• Challenge: The line containing "the distant peak" marks the start; return it and every line after it in the listing below, exactly, through the last.

(Object pointing dataset rows)
= = =
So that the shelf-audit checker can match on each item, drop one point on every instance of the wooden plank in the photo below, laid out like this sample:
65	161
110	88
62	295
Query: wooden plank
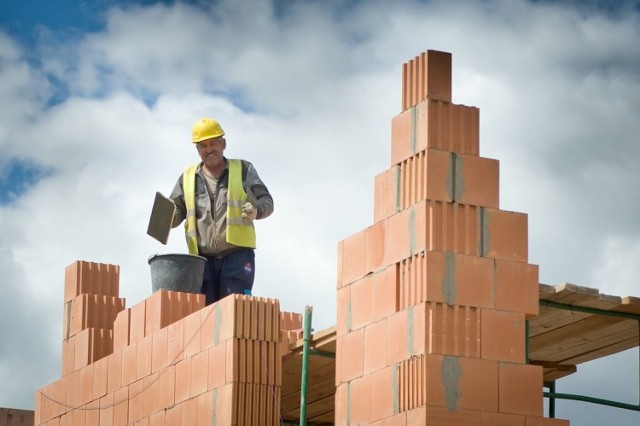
620	346
570	339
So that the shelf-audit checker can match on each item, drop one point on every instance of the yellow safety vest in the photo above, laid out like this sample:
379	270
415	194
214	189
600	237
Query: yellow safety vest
238	233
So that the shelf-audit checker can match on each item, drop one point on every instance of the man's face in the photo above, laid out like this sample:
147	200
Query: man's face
211	151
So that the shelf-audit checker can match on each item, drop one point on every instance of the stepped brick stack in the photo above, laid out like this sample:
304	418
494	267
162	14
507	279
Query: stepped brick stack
434	296
168	360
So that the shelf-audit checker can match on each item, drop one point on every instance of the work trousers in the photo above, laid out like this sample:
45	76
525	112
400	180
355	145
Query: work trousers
233	273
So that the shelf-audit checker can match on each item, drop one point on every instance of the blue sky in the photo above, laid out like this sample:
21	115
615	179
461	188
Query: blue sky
97	100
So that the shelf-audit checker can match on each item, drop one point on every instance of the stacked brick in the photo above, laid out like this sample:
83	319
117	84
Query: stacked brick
434	296
168	360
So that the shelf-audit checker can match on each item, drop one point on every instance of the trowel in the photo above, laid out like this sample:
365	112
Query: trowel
161	218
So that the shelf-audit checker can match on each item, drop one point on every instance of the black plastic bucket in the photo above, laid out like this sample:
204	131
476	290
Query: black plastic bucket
177	272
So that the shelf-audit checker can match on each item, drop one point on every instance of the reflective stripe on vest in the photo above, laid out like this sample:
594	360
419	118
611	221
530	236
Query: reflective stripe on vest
238	233
189	189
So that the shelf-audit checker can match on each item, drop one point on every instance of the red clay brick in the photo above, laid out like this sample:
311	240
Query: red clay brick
91	278
478	384
361	302
136	401
90	311
137	324
360	398
143	357
160	350
504	235
349	356
477	181
183	380
375	237
156	311
121	406
344	319
173	416
157	419
114	371
503	335
520	389
443	226
448	330
441	416
544	421
106	410
517	287
400	328
398	239
417	416
383	390
428	75
450	278
501	419
385	292
205	409
151	394
403	138
353	257
217	368
447	127
176	342
167	387
199	373
386	200
91	344
375	342
129	364
68	355
86	384
427	175
100	378
192	336
121	328
78	417
208	327
190	411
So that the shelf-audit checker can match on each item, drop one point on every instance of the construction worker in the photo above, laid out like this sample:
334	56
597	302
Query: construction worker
219	198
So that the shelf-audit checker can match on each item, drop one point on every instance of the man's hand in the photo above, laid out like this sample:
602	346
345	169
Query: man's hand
249	212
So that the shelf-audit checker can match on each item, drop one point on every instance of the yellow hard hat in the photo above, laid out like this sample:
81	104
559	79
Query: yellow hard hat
206	128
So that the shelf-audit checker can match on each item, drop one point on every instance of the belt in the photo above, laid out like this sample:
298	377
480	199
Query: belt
223	254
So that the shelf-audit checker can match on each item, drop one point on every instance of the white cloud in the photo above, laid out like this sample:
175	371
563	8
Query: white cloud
307	94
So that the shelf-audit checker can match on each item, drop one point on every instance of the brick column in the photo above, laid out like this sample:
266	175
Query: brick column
433	297
168	360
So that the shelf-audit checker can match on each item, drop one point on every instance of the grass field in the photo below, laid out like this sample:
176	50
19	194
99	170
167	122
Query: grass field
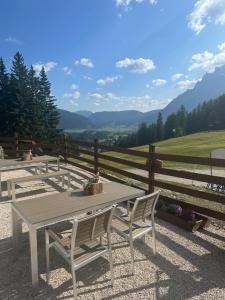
198	144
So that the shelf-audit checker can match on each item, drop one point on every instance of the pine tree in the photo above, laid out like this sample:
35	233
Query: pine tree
33	84
4	100
160	127
21	117
48	107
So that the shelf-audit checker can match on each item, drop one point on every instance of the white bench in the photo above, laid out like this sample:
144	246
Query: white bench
11	183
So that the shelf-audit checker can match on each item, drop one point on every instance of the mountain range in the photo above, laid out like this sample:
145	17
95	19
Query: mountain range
211	86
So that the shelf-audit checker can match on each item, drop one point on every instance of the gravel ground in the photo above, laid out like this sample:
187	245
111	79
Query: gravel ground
187	266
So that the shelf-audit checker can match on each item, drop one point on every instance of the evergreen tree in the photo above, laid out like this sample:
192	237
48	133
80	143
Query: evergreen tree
159	127
4	100
35	111
48	107
21	117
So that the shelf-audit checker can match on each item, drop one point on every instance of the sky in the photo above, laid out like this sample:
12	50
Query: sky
115	54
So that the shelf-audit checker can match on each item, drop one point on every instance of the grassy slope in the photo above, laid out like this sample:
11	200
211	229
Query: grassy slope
198	144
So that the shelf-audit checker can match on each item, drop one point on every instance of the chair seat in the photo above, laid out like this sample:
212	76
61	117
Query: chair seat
61	234
88	252
121	226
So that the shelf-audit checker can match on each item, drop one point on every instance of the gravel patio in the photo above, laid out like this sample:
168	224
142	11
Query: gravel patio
187	266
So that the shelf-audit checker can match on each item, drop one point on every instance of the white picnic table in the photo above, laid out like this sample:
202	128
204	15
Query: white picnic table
14	164
41	212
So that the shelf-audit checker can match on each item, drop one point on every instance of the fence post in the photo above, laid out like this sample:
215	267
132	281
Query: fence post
151	173
16	144
95	156
65	147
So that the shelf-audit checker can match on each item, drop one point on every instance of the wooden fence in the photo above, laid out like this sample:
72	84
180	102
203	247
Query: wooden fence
95	157
99	158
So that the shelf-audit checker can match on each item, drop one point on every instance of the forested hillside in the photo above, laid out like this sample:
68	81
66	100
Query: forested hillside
27	106
207	116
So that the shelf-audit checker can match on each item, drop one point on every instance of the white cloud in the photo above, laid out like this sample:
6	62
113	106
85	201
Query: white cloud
221	46
48	66
206	11
107	80
144	103
96	96
159	82
87	77
12	40
74	86
86	62
208	61
72	97
187	83
127	3
67	70
176	76
140	65
72	102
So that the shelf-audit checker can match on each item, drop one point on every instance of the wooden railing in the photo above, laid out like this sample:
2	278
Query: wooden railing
95	157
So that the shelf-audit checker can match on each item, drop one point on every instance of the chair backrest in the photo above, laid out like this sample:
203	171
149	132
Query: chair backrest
90	228
144	207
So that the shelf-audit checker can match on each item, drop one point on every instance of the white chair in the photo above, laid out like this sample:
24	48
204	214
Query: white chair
80	244
134	225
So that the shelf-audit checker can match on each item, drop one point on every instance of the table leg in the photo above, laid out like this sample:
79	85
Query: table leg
13	190
69	181
16	231
0	184
33	256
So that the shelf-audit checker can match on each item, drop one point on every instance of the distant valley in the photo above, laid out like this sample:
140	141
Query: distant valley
211	86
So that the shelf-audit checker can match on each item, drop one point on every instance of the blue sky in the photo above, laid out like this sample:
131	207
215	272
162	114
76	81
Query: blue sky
116	54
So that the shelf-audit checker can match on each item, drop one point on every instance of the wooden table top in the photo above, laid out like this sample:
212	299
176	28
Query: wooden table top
41	210
16	162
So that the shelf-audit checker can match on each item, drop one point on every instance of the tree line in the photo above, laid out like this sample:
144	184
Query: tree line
27	106
206	116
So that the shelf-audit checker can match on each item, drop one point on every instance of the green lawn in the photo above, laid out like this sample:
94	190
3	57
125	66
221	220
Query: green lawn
198	144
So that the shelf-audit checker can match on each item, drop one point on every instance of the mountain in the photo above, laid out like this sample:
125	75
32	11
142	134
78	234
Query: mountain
150	116
115	118
71	120
84	113
211	86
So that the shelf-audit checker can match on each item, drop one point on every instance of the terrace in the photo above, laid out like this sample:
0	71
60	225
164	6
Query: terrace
187	265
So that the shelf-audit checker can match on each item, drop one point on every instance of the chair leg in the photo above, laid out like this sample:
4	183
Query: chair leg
132	254
143	238
153	239
110	259
74	283
47	256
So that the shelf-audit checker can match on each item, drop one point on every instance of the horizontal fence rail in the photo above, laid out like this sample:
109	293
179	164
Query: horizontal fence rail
110	162
107	160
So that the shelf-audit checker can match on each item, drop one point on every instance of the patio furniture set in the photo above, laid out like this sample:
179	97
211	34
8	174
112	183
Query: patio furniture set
75	222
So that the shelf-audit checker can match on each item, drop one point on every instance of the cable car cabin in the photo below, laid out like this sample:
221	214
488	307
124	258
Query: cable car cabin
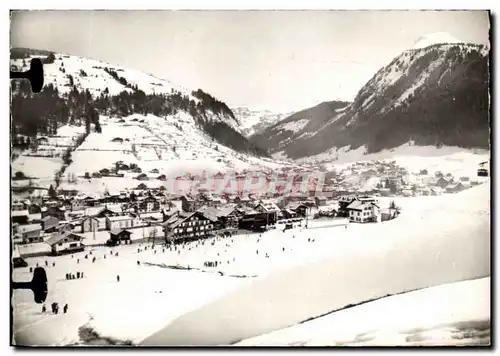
482	172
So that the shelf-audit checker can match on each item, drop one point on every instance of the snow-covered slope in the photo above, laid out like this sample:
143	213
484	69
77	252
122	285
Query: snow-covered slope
435	38
255	121
419	249
434	94
435	240
297	126
454	314
155	123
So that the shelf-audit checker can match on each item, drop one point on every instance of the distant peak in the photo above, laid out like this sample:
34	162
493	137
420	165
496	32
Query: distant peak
435	38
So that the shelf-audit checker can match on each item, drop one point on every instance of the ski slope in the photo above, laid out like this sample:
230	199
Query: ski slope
342	266
451	314
403	255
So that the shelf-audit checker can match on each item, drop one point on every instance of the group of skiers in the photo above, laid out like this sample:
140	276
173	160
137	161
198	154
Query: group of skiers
55	308
72	276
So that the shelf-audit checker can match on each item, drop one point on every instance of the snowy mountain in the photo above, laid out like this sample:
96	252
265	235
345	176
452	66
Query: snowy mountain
297	126
90	116
255	121
435	38
434	94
= = =
• Reply:
So that the shelf-audit checker can match on each item, drop one point on every instance of the distant peak in the photo above, laid out like this sample:
34	162
493	137
420	165
496	32
Query: distant peak
435	38
So that the shelf-audit checker can match on each item, drop one point on every instance of the ski slope in the photo above, laid out like this sample:
230	199
Query: ski slope
342	266
451	314
403	255
So that the shelf-audit checker can match on each item, drop one point on every instance of the group of skiers in the photo above, laid out like this sample:
140	276
173	160
137	161
198	154
Query: group of skiers
55	308
72	276
So that the shelf-audit checker can match on each item, drop one point on every instance of the snowy mountain in the photo above, laid out like this sample:
96	252
265	235
345	176
452	66
Query: snowy mountain
297	126
90	116
255	121
435	38
434	94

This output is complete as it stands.